◆ Document section:
──────

Neither the Company nor any Restricted Subsidiary shall otherwise
transfer assets to any Unrestricted Subsidiary, or have or incur any
liability or obligation to or for the benefit of any Unrestricted
Subsidiary (or to or for the benefit of any other Person in connection
with any Nonrecourse Indebtedness of any Unrestricted Subsidiary,
including any liability or obligation as a co-maker of such
Nonrecourse Indebtedness, under any Guarantee thereof, or under any
indemnity or undertaking given to the holder thereof, to such
Unrestricted Subsidiary or to any other Person), except that the
Company and its other Subsidiaries may make payments to an
Unrestricted Subsidiary if such payments are made in compliance with
Section 8.16 hereof and are made for goods or services received by the
payor from such Unrestricted Subsidiary.  An Unrestricted Subsidiary
can be converted by the Company into a Restricted Subsidiary if (and
only if):

          (1)  the Company gives the Administrative Agent at least ten
days' advance written notice redesignating such Unrestricted
Subsidiary as a Restricted Subsidiary, specifying the date on which
such conversion is to occur and containing calculations showing that
the Company will be in Financial Compliance on such date after giving
effect to such conversion and to the consequent treatment of such
Subsidiary as a Restricted Subsidiary and a Consolidated Subsidiary
for the purposes of determining Cumulative Adjusted Liquidity Capacity
and the Company's compliance with Section 8.18 through and including
Section 8.26 hereof,

          (2)  the Company is in fact in Financial Compliance on such
date, after giving effect to such conversion, and

          (3)  no Default otherwise exists on such date, after giving
effect to such conversion.

     8.26 Restricted Subsidiaries. No Restricted Subsidiary shall
enter into or consent to any agreement with any creditor which
prohibits it, either directly or indirectly, from paying dividends or
making other distributions to the Company without such creditor's
consent.

     SECTION 9  Events of Default.

     9.1  Events of Default.  If one or more of the following events
(herein called "Events of Default") shall occur and be continuing (and
shall not have been waived pursuant to Section 11.4 hereof):

<PAGE>

     (a)  The Company shall default in the payment when due of any
principal of or interest on any Loan, Letter of Credit Liability or
any other amount payable by it hereunder, and such payment shall not
be made in full within one Business Day thereafter; or

     (b)  The Company or any of its Subsidiaries shall default in the
payment when due of any principal of or interest on any of its other
Indebtedness aggregating $5,000,000 or more; or any event (including
any "Change of Control" as defined in the Senior Notes Indenture)

──────

◆ Brief 1: Using the agreement excerpt, decide whether each statement agrees with it: (a) to convert an Unrestricted Subsidiary into a Restricted Subsidiary, the Company must give the Administrative Agent at least ten days' advance written notice; (b) a missed payment on a Loan counts as an Event of Default only if it is not made in full within five Business Days; (c) a Restricted Subsidiary may not agree with a creditor to a ban on paying dividends to the Company without that creditor's consent. For each, answer yes or no and quote the deciding words.

◆ Material to process:
──────

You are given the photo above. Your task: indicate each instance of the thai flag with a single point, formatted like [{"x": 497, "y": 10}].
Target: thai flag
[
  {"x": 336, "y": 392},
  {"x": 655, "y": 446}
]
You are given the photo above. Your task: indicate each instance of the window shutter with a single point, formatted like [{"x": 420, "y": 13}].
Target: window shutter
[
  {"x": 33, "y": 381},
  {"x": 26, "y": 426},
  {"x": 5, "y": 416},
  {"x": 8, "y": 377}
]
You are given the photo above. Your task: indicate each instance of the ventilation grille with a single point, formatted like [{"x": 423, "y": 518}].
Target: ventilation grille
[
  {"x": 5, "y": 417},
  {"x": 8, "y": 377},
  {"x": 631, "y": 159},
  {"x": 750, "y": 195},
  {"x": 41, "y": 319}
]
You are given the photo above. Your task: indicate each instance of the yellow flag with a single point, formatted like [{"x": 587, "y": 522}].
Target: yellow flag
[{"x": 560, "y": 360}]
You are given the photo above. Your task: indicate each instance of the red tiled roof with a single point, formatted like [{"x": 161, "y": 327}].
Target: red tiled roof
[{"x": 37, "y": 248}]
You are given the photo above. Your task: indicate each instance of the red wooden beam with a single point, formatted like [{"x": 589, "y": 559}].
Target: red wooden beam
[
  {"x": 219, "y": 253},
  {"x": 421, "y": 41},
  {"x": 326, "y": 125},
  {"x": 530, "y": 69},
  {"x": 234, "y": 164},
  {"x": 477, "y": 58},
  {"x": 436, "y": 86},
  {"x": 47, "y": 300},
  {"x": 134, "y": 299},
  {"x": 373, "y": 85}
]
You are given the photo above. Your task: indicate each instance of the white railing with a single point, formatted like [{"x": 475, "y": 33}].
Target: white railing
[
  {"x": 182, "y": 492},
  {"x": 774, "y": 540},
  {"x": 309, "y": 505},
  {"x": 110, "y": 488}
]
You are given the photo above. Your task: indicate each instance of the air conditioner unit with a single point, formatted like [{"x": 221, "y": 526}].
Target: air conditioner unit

──────

◆ Brief 2: Format the lines of the records as a numbered list, starting at the line containing "of the white" and running through the end of the records, with blank lines left out.

◆ Final answer 1:
(a) Yes: "the Company gives the Administrative Agent at least ten days' advance written notice redesignating such Unrestricted Subsidiary as a Restricted Subsidiary"
(b) No: "such payment shall not be made in full within one Business Day thereafter"
(c) Yes: "No Restricted Subsidiary shall enter into or consent to any agreement with any creditor which prohibits it, either directly or indirectly, from paying dividends or making other distributions to the Company without such creditor's consent."

◆ Final answer 2:
1. You are given the photo above. Your task: indicate each instance of the white railing with a single point, formatted like [{"x": 475, "y": 33}].
2. Target: white railing
3. [
4.   {"x": 182, "y": 492},
5.   {"x": 774, "y": 540},
6.   {"x": 309, "y": 505},
7.   {"x": 110, "y": 488}
8. ]
9. You are given the photo above. Your task: indicate each instance of the air conditioner unit with a single point, formatted like [{"x": 221, "y": 526}].
10. Target: air conditioner unit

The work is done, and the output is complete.